◆ Data:
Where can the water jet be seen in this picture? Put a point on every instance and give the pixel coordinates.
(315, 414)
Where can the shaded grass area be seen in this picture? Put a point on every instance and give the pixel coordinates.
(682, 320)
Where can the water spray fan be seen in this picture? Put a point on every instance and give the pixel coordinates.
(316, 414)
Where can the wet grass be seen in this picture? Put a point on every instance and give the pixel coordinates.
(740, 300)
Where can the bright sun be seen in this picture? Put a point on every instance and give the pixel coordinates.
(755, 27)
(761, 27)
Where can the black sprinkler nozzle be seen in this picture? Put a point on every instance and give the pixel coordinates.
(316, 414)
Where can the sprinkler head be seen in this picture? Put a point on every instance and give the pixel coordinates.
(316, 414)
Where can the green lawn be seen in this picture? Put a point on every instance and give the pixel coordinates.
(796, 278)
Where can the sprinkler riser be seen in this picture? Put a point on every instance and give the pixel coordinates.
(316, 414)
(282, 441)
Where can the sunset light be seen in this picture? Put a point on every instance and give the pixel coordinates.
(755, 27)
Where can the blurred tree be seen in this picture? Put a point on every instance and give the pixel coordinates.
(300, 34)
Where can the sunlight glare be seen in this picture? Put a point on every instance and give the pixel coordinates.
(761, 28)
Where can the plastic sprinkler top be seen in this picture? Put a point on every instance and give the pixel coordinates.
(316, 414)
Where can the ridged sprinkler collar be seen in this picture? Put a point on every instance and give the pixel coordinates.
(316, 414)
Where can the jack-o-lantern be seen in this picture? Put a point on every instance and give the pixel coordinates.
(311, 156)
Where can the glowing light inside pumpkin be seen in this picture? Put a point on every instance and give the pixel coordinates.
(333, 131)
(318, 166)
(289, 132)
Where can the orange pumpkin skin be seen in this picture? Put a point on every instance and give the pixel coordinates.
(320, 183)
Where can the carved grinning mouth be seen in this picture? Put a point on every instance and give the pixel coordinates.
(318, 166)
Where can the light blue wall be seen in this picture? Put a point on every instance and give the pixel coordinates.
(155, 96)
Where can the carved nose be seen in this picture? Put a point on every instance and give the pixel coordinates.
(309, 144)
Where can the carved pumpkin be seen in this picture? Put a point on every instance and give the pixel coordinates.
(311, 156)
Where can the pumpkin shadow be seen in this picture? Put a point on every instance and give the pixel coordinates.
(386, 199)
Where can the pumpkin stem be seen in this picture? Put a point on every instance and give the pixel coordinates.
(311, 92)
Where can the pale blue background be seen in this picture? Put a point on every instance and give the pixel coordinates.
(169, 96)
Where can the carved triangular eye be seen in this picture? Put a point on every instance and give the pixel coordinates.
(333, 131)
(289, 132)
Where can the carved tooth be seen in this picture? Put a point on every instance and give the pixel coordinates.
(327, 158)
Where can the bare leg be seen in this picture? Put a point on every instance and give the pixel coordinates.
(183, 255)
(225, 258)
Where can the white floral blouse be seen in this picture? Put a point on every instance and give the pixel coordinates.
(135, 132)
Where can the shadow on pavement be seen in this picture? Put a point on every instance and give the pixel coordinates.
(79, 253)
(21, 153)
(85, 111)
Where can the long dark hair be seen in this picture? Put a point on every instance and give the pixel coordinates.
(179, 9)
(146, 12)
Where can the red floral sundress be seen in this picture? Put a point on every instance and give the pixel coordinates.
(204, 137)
---
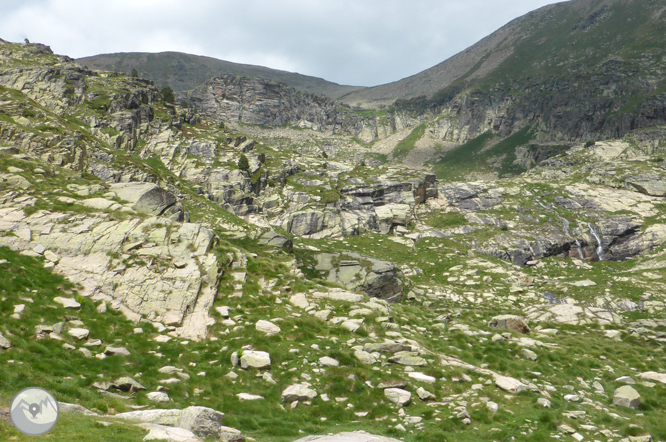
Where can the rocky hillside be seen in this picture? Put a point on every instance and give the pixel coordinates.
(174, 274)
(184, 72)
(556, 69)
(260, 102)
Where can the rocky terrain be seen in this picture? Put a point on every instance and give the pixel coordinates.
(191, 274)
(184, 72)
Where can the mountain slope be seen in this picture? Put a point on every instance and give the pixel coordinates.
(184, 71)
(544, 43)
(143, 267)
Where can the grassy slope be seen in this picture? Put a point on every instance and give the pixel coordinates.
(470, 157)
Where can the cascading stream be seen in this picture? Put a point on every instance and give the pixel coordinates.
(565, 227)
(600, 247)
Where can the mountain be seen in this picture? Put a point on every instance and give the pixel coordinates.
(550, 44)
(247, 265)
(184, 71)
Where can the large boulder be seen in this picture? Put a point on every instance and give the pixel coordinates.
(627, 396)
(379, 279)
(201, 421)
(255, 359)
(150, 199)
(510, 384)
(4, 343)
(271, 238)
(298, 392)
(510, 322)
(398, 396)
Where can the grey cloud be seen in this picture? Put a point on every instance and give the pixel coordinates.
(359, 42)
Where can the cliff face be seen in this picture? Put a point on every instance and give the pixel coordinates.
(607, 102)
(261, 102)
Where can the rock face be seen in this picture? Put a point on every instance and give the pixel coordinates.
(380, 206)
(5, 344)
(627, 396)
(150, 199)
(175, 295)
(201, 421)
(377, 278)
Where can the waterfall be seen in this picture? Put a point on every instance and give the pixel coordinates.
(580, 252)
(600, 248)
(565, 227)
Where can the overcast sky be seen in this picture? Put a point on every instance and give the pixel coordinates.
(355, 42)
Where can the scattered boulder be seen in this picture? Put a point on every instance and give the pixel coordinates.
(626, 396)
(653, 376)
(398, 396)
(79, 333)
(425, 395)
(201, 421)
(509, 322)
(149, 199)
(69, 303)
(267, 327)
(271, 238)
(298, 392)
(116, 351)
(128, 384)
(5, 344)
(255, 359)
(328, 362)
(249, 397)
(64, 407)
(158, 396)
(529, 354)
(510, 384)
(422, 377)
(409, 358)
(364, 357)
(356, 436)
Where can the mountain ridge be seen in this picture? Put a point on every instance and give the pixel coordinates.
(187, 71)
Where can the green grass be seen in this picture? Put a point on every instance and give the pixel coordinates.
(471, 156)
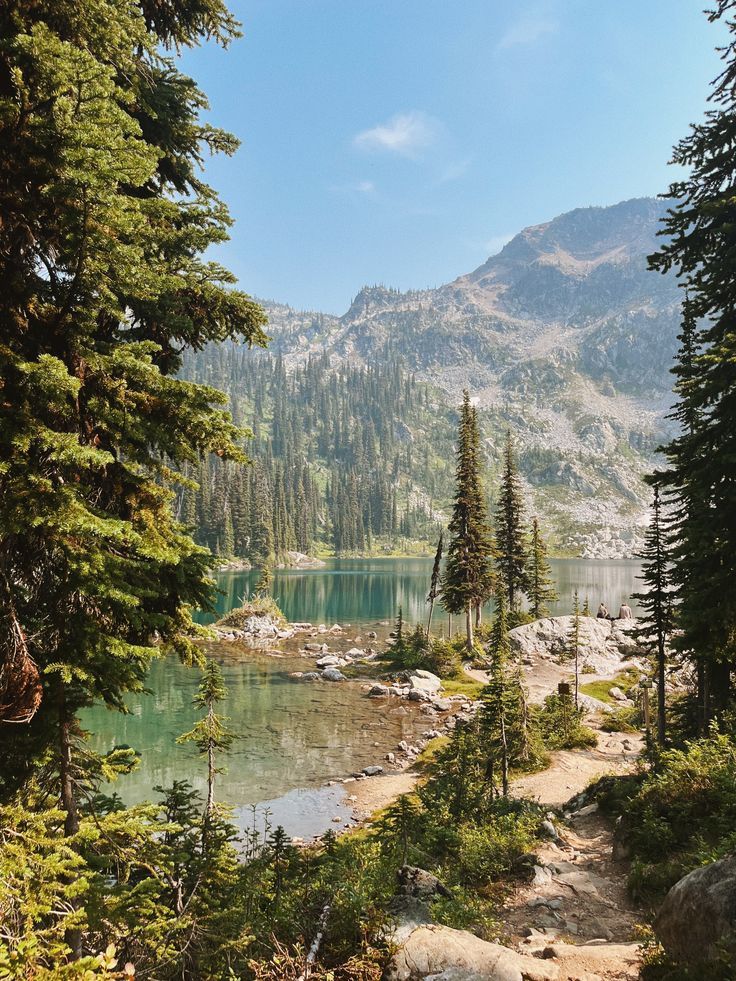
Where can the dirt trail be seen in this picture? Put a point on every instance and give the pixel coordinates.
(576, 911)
* * *
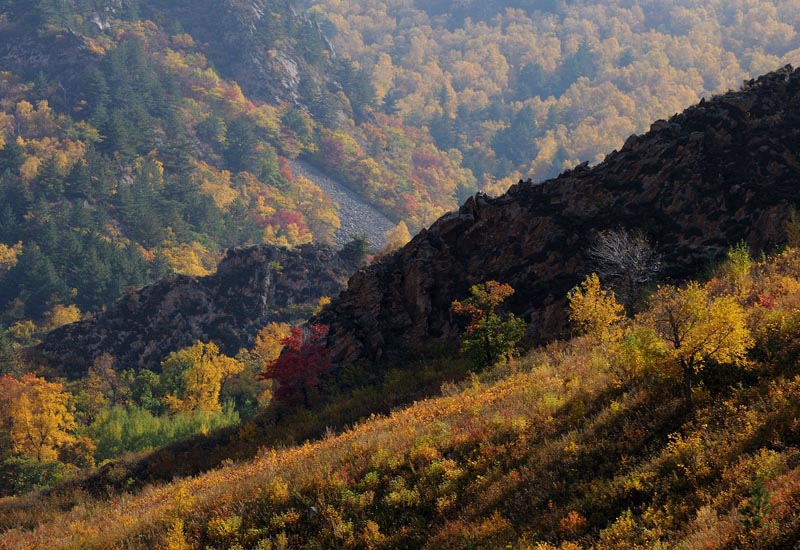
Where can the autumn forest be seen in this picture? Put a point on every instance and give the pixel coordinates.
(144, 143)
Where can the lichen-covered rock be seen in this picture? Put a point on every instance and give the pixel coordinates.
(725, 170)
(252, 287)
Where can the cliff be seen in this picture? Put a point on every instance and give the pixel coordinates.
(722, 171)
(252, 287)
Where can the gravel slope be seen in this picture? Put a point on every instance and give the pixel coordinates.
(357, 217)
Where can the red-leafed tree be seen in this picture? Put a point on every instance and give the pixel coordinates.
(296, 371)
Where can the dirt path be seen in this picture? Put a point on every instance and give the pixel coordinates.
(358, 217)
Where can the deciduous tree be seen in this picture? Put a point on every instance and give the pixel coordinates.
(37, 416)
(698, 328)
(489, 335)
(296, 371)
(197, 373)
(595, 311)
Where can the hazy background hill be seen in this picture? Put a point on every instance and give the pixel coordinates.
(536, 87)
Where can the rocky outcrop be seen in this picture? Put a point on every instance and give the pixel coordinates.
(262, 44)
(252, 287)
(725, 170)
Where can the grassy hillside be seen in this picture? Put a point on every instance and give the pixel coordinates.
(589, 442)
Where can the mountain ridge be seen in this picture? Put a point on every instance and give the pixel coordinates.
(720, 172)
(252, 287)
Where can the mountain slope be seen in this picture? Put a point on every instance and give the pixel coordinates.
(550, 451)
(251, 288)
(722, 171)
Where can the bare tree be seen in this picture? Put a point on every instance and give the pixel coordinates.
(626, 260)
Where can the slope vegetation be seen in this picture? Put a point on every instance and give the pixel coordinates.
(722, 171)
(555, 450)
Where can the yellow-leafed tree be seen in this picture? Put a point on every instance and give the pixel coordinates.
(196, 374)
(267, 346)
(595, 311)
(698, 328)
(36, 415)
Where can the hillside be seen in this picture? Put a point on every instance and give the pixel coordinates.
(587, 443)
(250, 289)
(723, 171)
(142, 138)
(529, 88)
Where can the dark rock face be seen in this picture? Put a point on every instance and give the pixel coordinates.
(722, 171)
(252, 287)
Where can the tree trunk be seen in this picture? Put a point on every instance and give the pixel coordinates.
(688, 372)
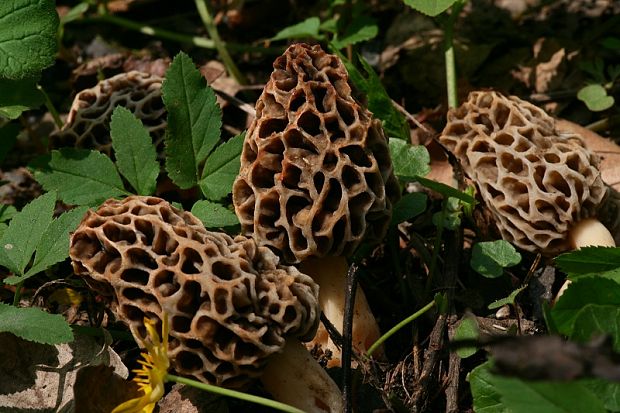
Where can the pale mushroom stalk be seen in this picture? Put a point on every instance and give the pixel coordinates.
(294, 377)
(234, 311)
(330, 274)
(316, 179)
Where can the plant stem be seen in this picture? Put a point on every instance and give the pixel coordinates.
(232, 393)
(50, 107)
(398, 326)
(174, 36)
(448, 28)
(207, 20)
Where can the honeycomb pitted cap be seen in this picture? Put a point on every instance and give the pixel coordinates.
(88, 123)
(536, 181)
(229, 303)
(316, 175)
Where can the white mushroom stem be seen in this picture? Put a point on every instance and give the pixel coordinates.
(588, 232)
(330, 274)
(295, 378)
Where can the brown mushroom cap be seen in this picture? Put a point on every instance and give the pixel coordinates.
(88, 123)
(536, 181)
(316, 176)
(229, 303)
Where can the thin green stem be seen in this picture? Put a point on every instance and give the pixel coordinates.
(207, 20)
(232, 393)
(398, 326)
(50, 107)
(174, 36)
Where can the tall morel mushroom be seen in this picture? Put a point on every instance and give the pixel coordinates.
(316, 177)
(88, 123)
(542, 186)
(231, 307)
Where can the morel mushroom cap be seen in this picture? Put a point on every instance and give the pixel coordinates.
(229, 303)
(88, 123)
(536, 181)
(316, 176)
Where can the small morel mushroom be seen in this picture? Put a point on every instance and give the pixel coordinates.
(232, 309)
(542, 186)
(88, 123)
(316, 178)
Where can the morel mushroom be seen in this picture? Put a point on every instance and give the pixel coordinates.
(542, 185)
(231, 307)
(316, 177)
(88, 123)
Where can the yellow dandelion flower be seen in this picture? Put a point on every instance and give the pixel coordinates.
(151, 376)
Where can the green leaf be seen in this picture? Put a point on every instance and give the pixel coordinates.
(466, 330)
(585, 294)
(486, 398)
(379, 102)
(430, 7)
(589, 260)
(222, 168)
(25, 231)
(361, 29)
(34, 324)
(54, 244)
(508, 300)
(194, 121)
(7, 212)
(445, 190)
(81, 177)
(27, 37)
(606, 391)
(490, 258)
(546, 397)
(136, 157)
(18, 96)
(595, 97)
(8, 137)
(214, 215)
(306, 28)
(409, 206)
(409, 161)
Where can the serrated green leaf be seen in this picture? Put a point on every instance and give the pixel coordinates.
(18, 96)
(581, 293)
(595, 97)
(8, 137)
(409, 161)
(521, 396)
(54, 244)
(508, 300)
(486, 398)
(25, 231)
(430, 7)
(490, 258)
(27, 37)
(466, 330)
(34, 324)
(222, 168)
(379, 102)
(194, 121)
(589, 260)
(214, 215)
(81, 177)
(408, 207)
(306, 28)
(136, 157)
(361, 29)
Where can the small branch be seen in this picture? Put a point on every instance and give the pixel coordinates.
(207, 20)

◆ Your goal:
Pull out every line of the listing above that contains the string "leafed". Case matters.

◆ Reply to the task:
Where can the red-leafed tree be seen in this picture? Put a point on every instance and give the pixel coordinates.
Where can the yellow-leafed tree be seen in this picture? Put a point on every instance and give the pixel coordinates.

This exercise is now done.